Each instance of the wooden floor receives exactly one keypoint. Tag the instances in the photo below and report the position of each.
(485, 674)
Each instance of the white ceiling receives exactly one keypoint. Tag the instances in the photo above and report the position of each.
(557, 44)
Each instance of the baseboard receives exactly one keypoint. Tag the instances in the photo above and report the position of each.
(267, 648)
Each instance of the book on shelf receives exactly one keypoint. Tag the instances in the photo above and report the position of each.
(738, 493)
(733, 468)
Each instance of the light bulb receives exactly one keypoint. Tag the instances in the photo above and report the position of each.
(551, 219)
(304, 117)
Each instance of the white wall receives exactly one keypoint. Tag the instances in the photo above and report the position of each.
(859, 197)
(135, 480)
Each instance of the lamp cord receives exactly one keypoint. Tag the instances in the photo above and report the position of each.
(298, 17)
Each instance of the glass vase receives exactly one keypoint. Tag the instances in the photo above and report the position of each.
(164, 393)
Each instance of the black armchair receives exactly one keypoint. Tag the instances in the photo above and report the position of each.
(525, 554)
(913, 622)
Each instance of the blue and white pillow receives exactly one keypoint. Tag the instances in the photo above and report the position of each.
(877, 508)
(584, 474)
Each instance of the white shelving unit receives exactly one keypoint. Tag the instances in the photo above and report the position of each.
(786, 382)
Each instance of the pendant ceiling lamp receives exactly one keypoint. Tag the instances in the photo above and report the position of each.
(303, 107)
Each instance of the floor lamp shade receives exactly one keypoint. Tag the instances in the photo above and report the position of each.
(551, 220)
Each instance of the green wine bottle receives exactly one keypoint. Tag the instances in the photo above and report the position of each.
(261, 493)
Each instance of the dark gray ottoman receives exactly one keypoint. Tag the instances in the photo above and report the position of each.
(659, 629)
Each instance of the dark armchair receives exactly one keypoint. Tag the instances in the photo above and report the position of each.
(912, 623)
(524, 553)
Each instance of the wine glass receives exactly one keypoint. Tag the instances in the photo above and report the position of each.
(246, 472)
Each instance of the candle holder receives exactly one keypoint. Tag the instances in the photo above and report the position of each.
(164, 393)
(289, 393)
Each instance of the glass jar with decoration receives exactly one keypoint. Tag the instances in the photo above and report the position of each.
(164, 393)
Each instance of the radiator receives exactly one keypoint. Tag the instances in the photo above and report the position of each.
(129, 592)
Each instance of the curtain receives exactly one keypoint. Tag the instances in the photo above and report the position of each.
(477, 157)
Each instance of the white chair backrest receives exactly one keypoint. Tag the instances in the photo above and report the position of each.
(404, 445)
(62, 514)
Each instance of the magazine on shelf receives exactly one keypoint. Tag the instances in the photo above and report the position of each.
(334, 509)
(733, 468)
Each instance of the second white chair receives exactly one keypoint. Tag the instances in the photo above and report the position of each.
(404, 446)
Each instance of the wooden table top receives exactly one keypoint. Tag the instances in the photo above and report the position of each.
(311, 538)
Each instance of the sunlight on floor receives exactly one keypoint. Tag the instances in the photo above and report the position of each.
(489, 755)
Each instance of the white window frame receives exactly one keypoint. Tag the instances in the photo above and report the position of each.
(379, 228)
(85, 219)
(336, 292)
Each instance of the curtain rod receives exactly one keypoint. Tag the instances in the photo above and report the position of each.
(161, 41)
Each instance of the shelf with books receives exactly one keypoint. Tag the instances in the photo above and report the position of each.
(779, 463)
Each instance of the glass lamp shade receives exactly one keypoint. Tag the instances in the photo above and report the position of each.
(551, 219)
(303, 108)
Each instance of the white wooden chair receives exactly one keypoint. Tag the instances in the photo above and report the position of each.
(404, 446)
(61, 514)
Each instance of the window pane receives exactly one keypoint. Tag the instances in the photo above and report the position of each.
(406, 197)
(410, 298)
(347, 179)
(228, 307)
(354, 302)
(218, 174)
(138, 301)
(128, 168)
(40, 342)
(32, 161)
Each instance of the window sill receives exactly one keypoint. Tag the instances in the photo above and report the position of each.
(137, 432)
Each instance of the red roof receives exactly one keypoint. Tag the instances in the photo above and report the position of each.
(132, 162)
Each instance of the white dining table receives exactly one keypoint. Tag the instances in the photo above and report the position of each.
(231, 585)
§ §
## Prompt
Return only the lines running from the line with "Each instance of the sunlight" to the last line of the records, both included, exactly as written.

## Completed exercise
Each instance of the sunlight on floor receives exactly one keypoint. Tag the instances in the photo above and report the position of each.
(489, 755)
Each instance of the white window frame receives exactly one keypoint. Tag the instances in the photo above and report the position of each.
(379, 228)
(85, 219)
(336, 292)
Each instance of the curtain rod receives exactly one keypoint. Tag the instances in the photo above and report the position of each.
(161, 41)
Each instance of the shelf with books receives exactly one keypoint. Tag the instances in the photo above and report the position of each.
(779, 463)
Each instance of the glass lamp shade receives exactly one keypoint. Tag the instances in the photo above and report the position of each.
(551, 219)
(303, 108)
Each instance of the white wooden chair receives exactly one keypoint. Tag the instances in the photo above and report the position of each.
(404, 446)
(61, 514)
Each instance of the window pane receives exactly one keypoint. Tag the instances in the photo above and report the position of each.
(406, 197)
(410, 298)
(347, 179)
(228, 307)
(354, 302)
(218, 174)
(138, 301)
(128, 168)
(40, 342)
(32, 161)
Each instance of the window sill receives exactly one keypoint. Tag the instances in the photo above and report the position of each.
(137, 432)
Each instance of the red roof receives exactly one keypoint. Tag the instances in the photo above and report the position of each.
(132, 162)
Each instance of the white dining table receives exactly one keypoint. Tag the instances in the photo above and report the position of each.
(231, 585)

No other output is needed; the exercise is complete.